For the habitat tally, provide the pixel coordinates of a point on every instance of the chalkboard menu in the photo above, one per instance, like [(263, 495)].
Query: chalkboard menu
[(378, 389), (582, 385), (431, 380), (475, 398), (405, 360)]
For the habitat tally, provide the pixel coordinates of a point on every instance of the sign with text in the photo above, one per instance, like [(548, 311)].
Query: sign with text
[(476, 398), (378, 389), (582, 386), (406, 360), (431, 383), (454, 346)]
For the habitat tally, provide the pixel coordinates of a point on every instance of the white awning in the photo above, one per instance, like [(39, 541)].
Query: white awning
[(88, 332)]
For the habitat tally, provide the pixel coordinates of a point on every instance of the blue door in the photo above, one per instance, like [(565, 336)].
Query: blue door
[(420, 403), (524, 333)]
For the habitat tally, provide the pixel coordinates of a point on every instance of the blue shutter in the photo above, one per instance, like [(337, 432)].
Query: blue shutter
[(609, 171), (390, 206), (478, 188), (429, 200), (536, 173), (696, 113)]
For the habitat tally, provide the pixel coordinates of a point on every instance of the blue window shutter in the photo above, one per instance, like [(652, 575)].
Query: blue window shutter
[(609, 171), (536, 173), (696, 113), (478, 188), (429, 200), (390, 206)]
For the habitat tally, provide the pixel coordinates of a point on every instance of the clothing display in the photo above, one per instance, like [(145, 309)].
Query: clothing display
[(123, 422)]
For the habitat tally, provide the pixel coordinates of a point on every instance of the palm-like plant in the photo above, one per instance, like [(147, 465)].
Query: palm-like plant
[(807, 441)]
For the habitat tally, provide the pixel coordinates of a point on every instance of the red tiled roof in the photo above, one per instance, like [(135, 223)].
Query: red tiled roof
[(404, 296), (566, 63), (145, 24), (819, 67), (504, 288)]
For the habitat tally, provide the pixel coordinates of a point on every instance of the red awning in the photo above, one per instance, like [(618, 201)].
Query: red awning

________

## Exercise task:
Copy word for word the lines beginning with the one that contains "like [(652, 575)]." and ending with the one that contains "[(123, 422)]", including both of those lines.

## Output:
For the habitat tally, provide the pixel coordinates of a point on every instance of the blue window shutter in the photo above, one per instance, like [(652, 575)].
Query: blue window shutter
[(609, 171), (536, 173), (696, 113), (478, 188), (429, 200), (390, 206)]
For the habitat tally, provide the pixel coordinates of a point on every instance of the clothing display in the photo above, one per instance, like [(145, 309)].
Query: clothing display
[(123, 422)]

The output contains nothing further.